>>>>

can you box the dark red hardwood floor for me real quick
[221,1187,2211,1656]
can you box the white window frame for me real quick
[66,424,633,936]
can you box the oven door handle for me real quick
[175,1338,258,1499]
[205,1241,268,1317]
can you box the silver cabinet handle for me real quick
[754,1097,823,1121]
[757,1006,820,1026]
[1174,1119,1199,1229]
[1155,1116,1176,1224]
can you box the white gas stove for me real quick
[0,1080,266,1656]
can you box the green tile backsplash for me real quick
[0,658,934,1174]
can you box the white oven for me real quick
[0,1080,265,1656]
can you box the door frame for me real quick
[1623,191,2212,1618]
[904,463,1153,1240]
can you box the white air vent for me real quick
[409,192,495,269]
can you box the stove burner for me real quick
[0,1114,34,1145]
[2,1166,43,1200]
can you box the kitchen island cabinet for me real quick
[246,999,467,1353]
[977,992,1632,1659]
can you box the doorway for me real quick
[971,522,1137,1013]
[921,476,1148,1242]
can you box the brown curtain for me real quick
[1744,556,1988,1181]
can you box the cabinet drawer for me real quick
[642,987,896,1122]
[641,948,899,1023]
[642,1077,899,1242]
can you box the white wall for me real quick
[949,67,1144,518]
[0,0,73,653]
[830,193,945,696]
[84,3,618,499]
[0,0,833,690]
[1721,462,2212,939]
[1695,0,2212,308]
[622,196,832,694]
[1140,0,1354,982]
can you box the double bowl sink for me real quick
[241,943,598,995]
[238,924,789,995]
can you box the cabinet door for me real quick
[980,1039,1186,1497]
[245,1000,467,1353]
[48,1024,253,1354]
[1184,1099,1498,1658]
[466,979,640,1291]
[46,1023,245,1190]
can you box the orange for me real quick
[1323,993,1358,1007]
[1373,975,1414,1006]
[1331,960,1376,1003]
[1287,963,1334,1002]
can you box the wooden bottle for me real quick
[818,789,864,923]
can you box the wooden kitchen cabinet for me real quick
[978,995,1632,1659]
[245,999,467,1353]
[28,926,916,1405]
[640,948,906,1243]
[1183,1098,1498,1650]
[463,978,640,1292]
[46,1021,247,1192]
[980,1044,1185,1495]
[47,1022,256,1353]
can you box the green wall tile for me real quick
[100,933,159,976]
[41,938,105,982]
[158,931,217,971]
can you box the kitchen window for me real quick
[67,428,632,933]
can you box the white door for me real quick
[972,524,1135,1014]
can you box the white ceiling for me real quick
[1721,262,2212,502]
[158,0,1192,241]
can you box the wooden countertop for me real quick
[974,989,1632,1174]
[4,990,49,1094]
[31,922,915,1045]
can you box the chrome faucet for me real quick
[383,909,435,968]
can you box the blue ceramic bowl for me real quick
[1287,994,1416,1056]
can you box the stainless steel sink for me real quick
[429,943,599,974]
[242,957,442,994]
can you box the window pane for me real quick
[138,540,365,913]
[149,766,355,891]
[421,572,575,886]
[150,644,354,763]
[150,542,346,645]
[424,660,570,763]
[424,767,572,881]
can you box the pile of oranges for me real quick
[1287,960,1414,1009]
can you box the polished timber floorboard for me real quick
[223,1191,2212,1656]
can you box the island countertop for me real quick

<<<<

● WHAT IS REQUIRED: Output the entire listing above without leaving out or altering anything.

● RESULT FOR THIS TASK:
can you box the dark red hardwood floor for me real quick
[221,1187,2211,1656]
can you box the white window frame for me real quick
[66,424,633,936]
can you box the oven door handle for me real quick
[175,1338,258,1499]
[205,1241,268,1317]
can you box the silver cabinet handle for me real quick
[754,1097,823,1121]
[757,1006,820,1026]
[1174,1119,1199,1229]
[1155,1116,1176,1224]
can you box the white gas stove for me real quick
[0,1080,266,1656]
can you box the green tile backsplash for me real quick
[0,658,934,1174]
can you box the white oven for me real quick
[0,1080,265,1656]
can you box the door frame for me real quick
[1623,191,2212,1618]
[904,463,1153,1240]
can you box the white air vent for me real quick
[409,192,495,269]
can you box the stove burner for me real quick
[0,1114,34,1145]
[2,1166,43,1200]
can you box the kitchen island cabinet for me real quick
[246,999,467,1353]
[977,992,1632,1659]
can you box the doorway for me real quick
[971,522,1137,1013]
[921,476,1148,1242]
can you box the brown curtain for me real quick
[1744,556,1988,1181]
can you box the cabinet drawer for me real quick
[642,987,896,1122]
[641,948,899,1023]
[642,1077,899,1242]
can you box the white wall for me real quick
[949,67,1144,518]
[0,0,73,653]
[830,193,945,696]
[84,3,618,499]
[0,0,833,690]
[1721,462,2212,939]
[1695,0,2212,308]
[622,196,832,694]
[1140,0,1354,982]
can you box the double bowl sink for me real quick
[241,943,598,995]
[238,924,789,995]
can you box the cabinet door for me real quick
[980,1039,1186,1497]
[245,1000,467,1353]
[48,1024,253,1354]
[1184,1099,1498,1658]
[466,979,640,1291]
[46,1023,245,1190]
can you box the orange for me real quick
[1323,993,1358,1007]
[1373,975,1414,1006]
[1331,960,1376,1003]
[1287,963,1334,1002]
can you box the wooden bottle for me real quick
[818,789,864,923]
can you box the wooden kitchen cabinet for me real quick
[978,995,1632,1659]
[245,999,467,1353]
[28,926,916,1405]
[640,948,906,1243]
[1183,1098,1498,1650]
[463,978,640,1292]
[46,1021,247,1192]
[980,1044,1185,1495]
[47,1022,256,1353]
can you box the green wall tile for me real quick
[100,933,159,976]
[41,938,105,982]
[158,931,217,971]
can you box the kitchen window for me real quick
[67,428,632,933]
can you box the white door for me real quick
[972,524,1135,1014]
can you box the white ceiling for me real quick
[1721,262,2212,502]
[158,0,1192,241]
can you box the wooden countertop for me real quick
[974,989,1632,1174]
[4,990,49,1094]
[31,922,915,1045]
can you box the chrome faucet for me real quick
[383,909,435,968]
can you box the blue ceramic bowl for me real quick
[1287,994,1416,1056]
can you box the stainless steel sink for me real quick
[429,943,599,974]
[242,957,442,994]
can you box the window pane for me real quick
[138,540,365,913]
[149,766,355,891]
[421,572,575,886]
[150,644,354,763]
[150,542,346,645]
[424,660,570,763]
[424,767,572,881]
can you box the pile of oranges for me real quick
[1287,960,1414,1009]
can you box the polished timber floorboard for me real quick
[223,1191,2212,1656]
can you box the island countertop for me real quick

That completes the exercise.